[Natural-language object grounding data]
########

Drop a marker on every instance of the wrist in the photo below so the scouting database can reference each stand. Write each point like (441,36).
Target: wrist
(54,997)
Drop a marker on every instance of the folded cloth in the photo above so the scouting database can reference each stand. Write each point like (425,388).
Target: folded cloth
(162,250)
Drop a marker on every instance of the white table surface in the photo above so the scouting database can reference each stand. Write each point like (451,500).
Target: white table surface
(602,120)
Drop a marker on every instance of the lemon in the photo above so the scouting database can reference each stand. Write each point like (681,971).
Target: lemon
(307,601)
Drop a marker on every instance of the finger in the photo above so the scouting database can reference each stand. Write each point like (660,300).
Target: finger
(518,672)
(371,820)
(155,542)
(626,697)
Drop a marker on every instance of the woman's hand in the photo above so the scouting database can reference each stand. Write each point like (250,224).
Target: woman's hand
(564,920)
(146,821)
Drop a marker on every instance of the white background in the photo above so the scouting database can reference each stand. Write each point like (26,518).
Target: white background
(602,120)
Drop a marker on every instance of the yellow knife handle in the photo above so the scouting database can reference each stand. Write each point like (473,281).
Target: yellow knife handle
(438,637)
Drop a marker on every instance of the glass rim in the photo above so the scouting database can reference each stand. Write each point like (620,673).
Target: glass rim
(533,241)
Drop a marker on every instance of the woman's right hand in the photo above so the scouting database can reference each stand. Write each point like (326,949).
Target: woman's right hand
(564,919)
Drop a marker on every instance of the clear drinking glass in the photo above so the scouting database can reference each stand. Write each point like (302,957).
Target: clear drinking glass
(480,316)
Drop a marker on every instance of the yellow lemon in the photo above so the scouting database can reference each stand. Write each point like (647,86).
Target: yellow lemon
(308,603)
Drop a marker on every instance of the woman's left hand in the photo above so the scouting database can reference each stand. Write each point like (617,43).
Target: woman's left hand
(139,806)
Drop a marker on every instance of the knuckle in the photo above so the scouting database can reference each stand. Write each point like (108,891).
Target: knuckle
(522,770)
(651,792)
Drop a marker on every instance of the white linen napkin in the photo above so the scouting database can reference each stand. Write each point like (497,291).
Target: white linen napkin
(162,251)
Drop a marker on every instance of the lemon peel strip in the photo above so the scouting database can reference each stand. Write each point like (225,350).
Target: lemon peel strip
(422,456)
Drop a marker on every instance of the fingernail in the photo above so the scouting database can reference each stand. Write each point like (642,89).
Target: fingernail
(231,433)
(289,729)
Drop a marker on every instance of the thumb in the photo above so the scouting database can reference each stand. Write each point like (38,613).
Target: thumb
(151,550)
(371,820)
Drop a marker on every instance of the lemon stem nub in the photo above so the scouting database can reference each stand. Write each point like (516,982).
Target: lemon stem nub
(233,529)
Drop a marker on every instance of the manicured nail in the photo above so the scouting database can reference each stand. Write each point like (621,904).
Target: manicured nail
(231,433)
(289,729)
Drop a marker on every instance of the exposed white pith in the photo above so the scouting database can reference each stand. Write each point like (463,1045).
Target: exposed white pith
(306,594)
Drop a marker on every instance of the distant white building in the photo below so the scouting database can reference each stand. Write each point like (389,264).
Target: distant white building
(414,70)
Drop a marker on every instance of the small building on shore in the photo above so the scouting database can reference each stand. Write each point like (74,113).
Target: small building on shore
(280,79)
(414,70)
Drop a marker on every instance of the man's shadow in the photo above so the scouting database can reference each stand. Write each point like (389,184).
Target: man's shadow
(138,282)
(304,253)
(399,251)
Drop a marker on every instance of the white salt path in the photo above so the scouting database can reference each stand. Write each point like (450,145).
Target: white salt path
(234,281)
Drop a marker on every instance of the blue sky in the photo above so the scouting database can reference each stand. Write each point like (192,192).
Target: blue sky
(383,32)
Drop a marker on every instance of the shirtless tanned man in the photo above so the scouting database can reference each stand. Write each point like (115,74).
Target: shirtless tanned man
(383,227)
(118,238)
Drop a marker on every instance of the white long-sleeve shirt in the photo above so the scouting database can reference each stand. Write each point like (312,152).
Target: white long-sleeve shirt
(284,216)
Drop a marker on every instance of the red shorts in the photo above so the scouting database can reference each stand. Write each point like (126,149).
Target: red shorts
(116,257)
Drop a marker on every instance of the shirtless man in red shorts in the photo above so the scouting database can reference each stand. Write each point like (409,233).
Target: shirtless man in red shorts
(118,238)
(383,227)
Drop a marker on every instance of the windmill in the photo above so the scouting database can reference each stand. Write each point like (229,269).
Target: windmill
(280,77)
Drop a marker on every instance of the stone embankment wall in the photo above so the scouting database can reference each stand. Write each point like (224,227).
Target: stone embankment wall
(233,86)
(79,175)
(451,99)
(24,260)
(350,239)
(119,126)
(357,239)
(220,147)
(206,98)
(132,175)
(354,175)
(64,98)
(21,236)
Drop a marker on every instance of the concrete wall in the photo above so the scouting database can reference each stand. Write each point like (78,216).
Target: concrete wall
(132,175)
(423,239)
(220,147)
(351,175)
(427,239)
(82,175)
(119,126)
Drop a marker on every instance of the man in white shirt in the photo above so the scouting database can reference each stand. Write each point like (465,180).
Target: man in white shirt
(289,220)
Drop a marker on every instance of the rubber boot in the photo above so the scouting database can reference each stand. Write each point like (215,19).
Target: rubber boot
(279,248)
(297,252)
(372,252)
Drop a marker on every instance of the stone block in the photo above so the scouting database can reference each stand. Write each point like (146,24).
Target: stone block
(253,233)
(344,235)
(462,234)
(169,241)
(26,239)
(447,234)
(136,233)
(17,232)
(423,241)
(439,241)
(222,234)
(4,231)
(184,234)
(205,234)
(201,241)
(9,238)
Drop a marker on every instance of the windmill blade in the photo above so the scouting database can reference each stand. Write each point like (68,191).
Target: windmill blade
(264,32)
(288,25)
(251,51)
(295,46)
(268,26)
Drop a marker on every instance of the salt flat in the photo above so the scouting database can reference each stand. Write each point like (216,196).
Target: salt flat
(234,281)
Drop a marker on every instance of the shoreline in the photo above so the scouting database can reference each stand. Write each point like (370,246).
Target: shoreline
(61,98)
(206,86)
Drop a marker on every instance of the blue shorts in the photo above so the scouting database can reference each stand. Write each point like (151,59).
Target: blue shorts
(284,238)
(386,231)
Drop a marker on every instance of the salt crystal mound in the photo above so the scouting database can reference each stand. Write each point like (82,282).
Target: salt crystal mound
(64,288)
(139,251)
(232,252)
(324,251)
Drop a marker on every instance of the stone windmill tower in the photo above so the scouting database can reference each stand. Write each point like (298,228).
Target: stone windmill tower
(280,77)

########

> HOW TO COMPLETE THIS TASK:
Return each entry above exactly, leaving none out.

> TASK ANSWER:
Drop a marker on every instance of the wrist in the photo below so the scouting database can reference each stand. Write each point like (441,36).
Target: wrist
(54,997)
Drop a marker on every instance of the folded cloth in the photo above so the scouting database can reference each stand. Write each point like (425,388).
Target: folded cloth
(162,250)
Drop a marker on every instance of the white table surface in the photo above so the scouting database can reference each stand. Write each point like (451,500).
Target: white table surface
(602,120)
Drop a marker on every instance of the lemon in the photo above so the scouting database can reference each stand. Write each point like (681,971).
Target: lemon
(307,601)
Drop a marker on every instance of the finger in the photo above so the scouting database can reference each stand. Write each point like (660,300).
Target: finger
(518,672)
(371,820)
(155,542)
(626,697)
Drop a marker on every instance of the woman's hand in the photo above so the scouting database can reference each stand. Write each point like (250,224).
Target: woman's hand
(564,920)
(146,821)
Drop a marker on every instance of the white background in the photo above so the scouting database can reference each stand. Write each point like (26,518).
Target: white background
(602,120)
Drop a marker on every instance of the yellow knife handle in the photo above so the scouting database can reference each stand. Write each point like (473,281).
Target: yellow knife handle
(438,637)
Drop a marker on every instance of the glass rim in the photo above so the scouting database can reference each stand. Write each point like (620,673).
Target: glass rim
(533,241)
Drop a marker on every instance of the woman's right hand in the photo above so the scouting database can reference each stand. Write each point like (326,949).
Target: woman's right hand
(564,919)
Drop a marker on every instance of the clear drinking glass in the photo above so the scouting database can reference each stand. Write each point like (302,957).
Target: clear drinking glass
(480,316)
Drop a marker on every instance of the yellow lemon in the photo above so the scouting database can reference each stand. Write each point like (647,86).
Target: yellow lemon
(308,603)
Drop a marker on every instance of the woman's left hand in the photo above so the scouting database can reference each stand. Write each point like (617,43).
Target: woman's left hand
(139,806)
Drop a marker on every instance of the knuckle in the photo above so the scouting database can reference each stand. Write each point like (108,891).
Target: knuckle
(522,770)
(651,792)
Drop a marker on every instance of the white linen napkin in the photo above so the scouting database can reference each stand. Write each point like (497,291).
Target: white linen napkin
(162,251)
Drop a marker on every instance of the lemon peel strip in the photo above so the scouting database can reference each stand. Write each point like (225,350).
Target: lemon peel strip
(422,456)
Drop a marker on every instance of the fingernail in the photo above so the scouting database can reference each stand. Write each point like (642,89).
Target: fingernail
(231,433)
(289,729)
Drop a marker on every instance of the thumb in the photo above so the scouting database can reference each stand. Write each point like (38,613).
Target: thumb
(151,550)
(371,820)
Drop a marker on every instance of the lemon stem nub in the photo above so the scouting database can reference each stand. Write each point like (516,982).
Target: lemon stem nub
(233,529)
Drop a marker on every instance of the manicured nail in the photo above so the scouting database can reference each stand. Write each point like (621,904).
Target: manicured nail
(231,433)
(289,729)
Drop a marker on every instance of the exposed white pith in the photo above so the scouting database can reference each stand. Write each point like (463,1045).
Target: exposed white pith
(306,594)
Drop a marker on every instance of the distant white building in the photo below so the scouting database can reference each stand. Write each point like (389,264).
Target: distant white building
(414,70)
Drop a marker on every instance of the small building on shore in the photo above so the scouting database can reference each stand. Write each point like (74,113).
Target: small building on shore
(280,79)
(414,70)
Drop a marker on every instance of the man's shadow in the photo above so the scouting database can reference each stand. Write each point like (389,184).
Target: man's shadow
(138,282)
(304,253)
(399,251)
Drop a marker on every instance of the white salt path in the photo above so the scouting database can reference each stand. Write each point like (450,145).
Target: white salt path
(234,281)
Drop a marker on every instance of the blue sky in the photo above so the scouting database can reference each stand. Write each point like (192,192).
Target: blue sky
(383,32)
Drop a marker on every instance of the shirtless tanned man in the photo above so the scouting database can reference each stand. Write each point like (115,74).
Target: shirtless tanned man
(383,227)
(118,238)
Drop a marker on every instance of the white long-sleeve shirt in the photo above so the scouting database can reference each stand. Write each point like (312,152).
Target: white long-sleeve shirt
(284,216)
Drop a marker on every instance of the red shorts in the photo above so the scouting database can reference each stand. Write each point like (126,149).
Target: red shorts
(116,257)
Drop a marker on every instance of the shirtless man in red shorts in the photo above so the scouting database can reference each stand. Write each point like (409,233).
Target: shirtless man in red shorts
(118,238)
(383,227)
Drop a marker on every instance of the windmill in the photo above so the scouting database can reference each stand. Write each point like (229,269).
Target: windmill
(280,77)
Drop a marker on every instance of the stone embankment wall in the photo above so the scouting database can reference each stand. Write each point like (224,227).
Target: stone embankment wall
(233,86)
(79,175)
(451,99)
(24,260)
(350,239)
(119,126)
(357,239)
(220,147)
(206,98)
(132,175)
(354,175)
(64,98)
(21,236)
Drop a marker on every instance of the concrete wall in the photo above so the scouting database can reference each stand. Write each point like (78,216).
Target: concrete wall
(132,175)
(423,239)
(220,147)
(351,175)
(427,239)
(82,175)
(119,126)
Drop a marker on every instance of the man in white shirt in the photo above so the scouting database can reference each stand. Write each point like (465,180).
Target: man in white shirt
(289,220)
Drop a marker on every instance of the rubber boot in the photo above so the scouting database can reference each stand. Write each point like (215,19).
Target: rubber boot
(279,248)
(297,252)
(372,252)
Drop a marker on every instance of the stone block in the photo above so the scouting database can reference each stand. Write each point like (146,24).
Target: stone block
(253,233)
(344,235)
(462,234)
(169,241)
(26,239)
(447,234)
(136,233)
(17,232)
(423,241)
(439,241)
(222,234)
(4,231)
(184,234)
(205,234)
(201,241)
(9,238)
Drop a marker on every instance of the windmill blade in the photo above so the scouting database can reference each stand. Write each point like (68,191).
Target: windmill blade
(264,32)
(288,25)
(251,51)
(295,46)
(268,26)
Drop a marker on every instance of the salt flat in the photo above so the scouting database can reference each stand. Write each point like (216,196).
Target: salt flat
(234,281)
Drop a marker on every instance of the shoreline in the photo above so the scouting database can reference each stand. Write each point like (370,246).
Target: shoreline
(61,98)
(206,86)
Drop a marker on every instance of the blue shorts in the photo above so the scouting database can reference each stand. Write each point like (151,59).
Target: blue shorts
(284,238)
(386,231)
Drop a marker on every instance of the salt crystal mound in the photo above so the scouting database can reference each stand. Write each point like (82,282).
Target: salt crystal mound
(64,288)
(139,251)
(232,252)
(324,251)
Drop a marker on every instance of the stone windmill tower in the photo above so the scouting database can reference each stand. Write each point like (298,228).
Target: stone windmill tower
(280,77)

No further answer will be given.